- [Work to be completed]: Write out precisely the lines beginning with the line that contains "958], [225, 1113]]]" and ending with the last line of the entries, and no other lines.

==== Information shown

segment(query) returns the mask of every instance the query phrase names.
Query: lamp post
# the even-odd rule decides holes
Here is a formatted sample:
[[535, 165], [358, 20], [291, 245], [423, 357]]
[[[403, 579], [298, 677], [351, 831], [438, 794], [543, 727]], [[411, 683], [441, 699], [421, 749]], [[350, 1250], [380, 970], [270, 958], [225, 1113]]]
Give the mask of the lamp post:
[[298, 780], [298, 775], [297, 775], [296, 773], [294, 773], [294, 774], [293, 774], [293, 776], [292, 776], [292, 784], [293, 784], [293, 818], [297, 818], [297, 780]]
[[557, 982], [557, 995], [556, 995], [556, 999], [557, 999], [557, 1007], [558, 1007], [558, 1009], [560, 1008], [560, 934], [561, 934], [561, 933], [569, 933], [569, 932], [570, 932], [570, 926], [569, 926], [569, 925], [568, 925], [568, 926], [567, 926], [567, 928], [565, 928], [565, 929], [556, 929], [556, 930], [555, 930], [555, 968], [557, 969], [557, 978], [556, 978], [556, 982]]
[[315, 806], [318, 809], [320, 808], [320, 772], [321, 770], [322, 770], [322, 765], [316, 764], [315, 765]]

========

- [Answer box]:
[[[403, 579], [298, 677], [351, 831], [438, 794], [543, 727]], [[411, 683], [441, 699], [421, 749]], [[350, 1250], [380, 970], [270, 958], [225, 1113]]]
Give the mask of the lamp post:
[[298, 780], [298, 775], [297, 775], [296, 773], [294, 773], [294, 774], [293, 774], [293, 776], [292, 776], [292, 784], [293, 784], [293, 818], [297, 818], [297, 780]]
[[557, 982], [557, 995], [556, 995], [556, 999], [557, 999], [557, 1007], [558, 1007], [558, 1009], [560, 1008], [560, 934], [561, 934], [561, 933], [569, 933], [569, 932], [570, 932], [570, 926], [569, 926], [569, 925], [568, 925], [568, 926], [567, 926], [567, 928], [565, 928], [565, 929], [556, 929], [556, 930], [555, 930], [555, 968], [557, 969], [557, 978], [556, 978], [556, 982]]
[[315, 806], [318, 809], [320, 808], [320, 772], [321, 770], [322, 770], [322, 765], [316, 764], [315, 765]]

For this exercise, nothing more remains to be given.